§ **WHAT IS ASKED**:
Return all the data, word for word.

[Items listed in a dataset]
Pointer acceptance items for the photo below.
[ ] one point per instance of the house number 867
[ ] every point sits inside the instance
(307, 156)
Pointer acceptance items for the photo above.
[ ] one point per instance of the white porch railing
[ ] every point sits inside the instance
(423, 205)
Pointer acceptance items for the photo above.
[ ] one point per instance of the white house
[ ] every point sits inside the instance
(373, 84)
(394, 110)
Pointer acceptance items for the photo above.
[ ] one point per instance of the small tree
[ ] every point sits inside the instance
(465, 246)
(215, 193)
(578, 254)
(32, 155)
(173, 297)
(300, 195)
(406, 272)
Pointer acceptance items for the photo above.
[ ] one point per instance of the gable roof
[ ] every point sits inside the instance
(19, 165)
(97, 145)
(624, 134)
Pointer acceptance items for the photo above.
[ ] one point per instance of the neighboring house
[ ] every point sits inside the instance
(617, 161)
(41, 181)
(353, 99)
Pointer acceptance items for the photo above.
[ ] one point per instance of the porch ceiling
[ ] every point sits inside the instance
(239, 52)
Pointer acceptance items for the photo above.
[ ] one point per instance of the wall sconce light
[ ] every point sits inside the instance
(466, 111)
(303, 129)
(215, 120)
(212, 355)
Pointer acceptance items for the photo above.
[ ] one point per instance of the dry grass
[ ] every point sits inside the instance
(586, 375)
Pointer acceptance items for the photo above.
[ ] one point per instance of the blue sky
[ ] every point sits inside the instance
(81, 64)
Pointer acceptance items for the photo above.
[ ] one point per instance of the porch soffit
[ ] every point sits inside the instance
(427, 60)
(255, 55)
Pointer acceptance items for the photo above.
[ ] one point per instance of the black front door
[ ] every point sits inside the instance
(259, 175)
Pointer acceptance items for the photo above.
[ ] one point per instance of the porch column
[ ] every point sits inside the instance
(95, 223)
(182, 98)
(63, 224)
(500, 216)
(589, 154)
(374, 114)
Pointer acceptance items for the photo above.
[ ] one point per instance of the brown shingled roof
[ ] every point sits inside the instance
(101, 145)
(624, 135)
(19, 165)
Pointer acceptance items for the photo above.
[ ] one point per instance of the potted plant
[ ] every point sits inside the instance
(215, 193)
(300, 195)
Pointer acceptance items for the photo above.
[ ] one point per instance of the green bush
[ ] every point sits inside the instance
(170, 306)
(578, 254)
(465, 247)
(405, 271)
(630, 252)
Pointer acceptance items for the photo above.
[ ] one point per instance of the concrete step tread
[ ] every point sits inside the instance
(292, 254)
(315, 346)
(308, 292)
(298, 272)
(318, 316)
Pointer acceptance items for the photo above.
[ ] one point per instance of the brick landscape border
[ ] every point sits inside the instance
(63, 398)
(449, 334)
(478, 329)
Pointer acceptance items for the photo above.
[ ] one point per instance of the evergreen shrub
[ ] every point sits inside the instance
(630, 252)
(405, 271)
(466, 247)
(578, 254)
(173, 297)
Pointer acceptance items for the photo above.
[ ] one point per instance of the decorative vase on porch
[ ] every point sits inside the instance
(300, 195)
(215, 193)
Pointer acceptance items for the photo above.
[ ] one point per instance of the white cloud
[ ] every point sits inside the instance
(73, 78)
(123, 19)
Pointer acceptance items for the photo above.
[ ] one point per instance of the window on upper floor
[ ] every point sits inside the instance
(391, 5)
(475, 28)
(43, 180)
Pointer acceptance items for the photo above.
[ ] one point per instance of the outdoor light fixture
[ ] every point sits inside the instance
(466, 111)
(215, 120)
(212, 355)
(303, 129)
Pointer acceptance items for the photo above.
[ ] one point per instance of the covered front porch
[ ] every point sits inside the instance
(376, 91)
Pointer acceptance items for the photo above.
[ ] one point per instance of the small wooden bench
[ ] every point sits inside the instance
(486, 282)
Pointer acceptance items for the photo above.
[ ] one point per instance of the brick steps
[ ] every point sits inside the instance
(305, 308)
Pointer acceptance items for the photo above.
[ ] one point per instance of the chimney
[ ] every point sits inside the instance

§ **RESULT OF THE TASK**:
Pointer acceptance items for the photo below.
[ ] one point per instance of the house number 867
[ ] every point sits inside the instance
(307, 156)
Pointer acceptance items for the photo above.
[ ] one point per instance of the white porch railing
[ ] every point sits inside the instance
(423, 205)
Pointer acceptance items for the photo above.
[ ] one point per instance of the white house
[ ] every point sits inside the instance
(373, 84)
(394, 110)
Pointer acceptance items for the photo above.
[ ] one point per instance of the small tree
[ ] every point sits inside the instance
(465, 246)
(215, 193)
(578, 254)
(32, 155)
(173, 297)
(300, 195)
(406, 272)
Pointer acceptance items for the photo above.
[ ] one point per instance of the gable roof
[ ] every point sits inside the instance
(19, 165)
(97, 145)
(624, 134)
Pointer acceptance items for the photo above.
[ ] one point per instance of the neighboring house
[ ] every point sits inside the instance
(617, 161)
(41, 181)
(353, 99)
Pointer acceptance items for the photo above.
[ ] one point per instance of the porch ceiling
[ ] every point sits inside the instance
(239, 52)
Pointer acceptance items for the photo above.
[ ] one point per instance of the wall sconce light
[ ] every point sits inside the instance
(466, 111)
(303, 129)
(215, 120)
(212, 355)
Pointer acceptance items for the photo above.
[ ] one point per instance of the dry grass
[ ] every point sits inside the instance
(586, 375)
Pointer acceptance items for the photo above.
[ ] one point per instance of the blue sky
[ ] every point sits inside the instance
(81, 64)
Pointer acceptance items for the photo above.
[ ] one point per instance of the porch soffit
[ ] every point sits inside the instance
(427, 60)
(255, 55)
Pointer acceptance items for the photo above.
[ ] one point per instance of the black front door
[ ] every point sits inside the instance
(259, 175)
Pointer acceptance items for the photo above.
[ ] one point per instance of the porch column
[ ] every point sits inside the instance
(95, 223)
(182, 98)
(63, 224)
(500, 216)
(589, 154)
(374, 114)
Pointer acceptance items for the photo above.
[ ] one point per instance of the brown shingled roof
[ ] every point sits inside the instance
(101, 145)
(624, 135)
(19, 165)
Pointer acceptance items for the photo above.
[ ] one point per instance of the potted plant
[ ] every point sits inside the instance
(215, 193)
(300, 195)
Pointer acceptance items for the photo above.
[ ] one point per instance of the green bush
[ ] every point sits inside the instance
(170, 306)
(578, 254)
(465, 247)
(405, 271)
(630, 252)
Pointer acceptance items for the photo above.
[ ] one point per instance of the concrete step tread
[ ] every point sits inside the instance
(292, 254)
(315, 346)
(308, 292)
(298, 272)
(318, 316)
Pointer acceptance items for the photo above.
[ ] one point per instance of the brick landscape border
[ ] every point sits inside the instance
(63, 398)
(449, 334)
(478, 329)
Pointer acceptance items for the photo above.
[ ] one point per instance of the evergreen shrub
[ ] every point sits inside the instance
(630, 252)
(405, 271)
(466, 247)
(578, 254)
(173, 297)
Pointer acceptance items for the photo above.
[ ] one point per instance of the decorative vase on porch
[ ] every point sits inside the instance
(300, 195)
(215, 193)
Pointer acceptance items for the photo above.
[ ] one point per instance of the white cloud
[ ] every point sits inside the instance
(73, 78)
(123, 19)
Pointer acceptance items for the photo above.
[ ] one point per instance of the window on upper floor
[ ] every point sits inside the instance
(391, 5)
(475, 28)
(43, 180)
Pointer acceptance items for the photo above.
[ ] one point per instance of the outdoor light fixture
[ ] every point sits inside the instance
(466, 111)
(215, 120)
(212, 355)
(303, 129)
Pointer acceptance items for the photo above.
[ ] one point per instance of the covered front porch
[ ] every point sits inside the instance
(376, 91)
Pointer acceptance items for the photo above.
[ ] one point per instance of the small wooden bench
[ ] every point sits inside the instance
(486, 282)
Pointer acceptance items for the photo above.
[ ] one point per instance of the brick steps
[ ] every point sits inside the instance
(305, 308)
Pointer acceptance items for the photo above.
[ ] one point per instance of the chimney
[ ] every point sits inside the instance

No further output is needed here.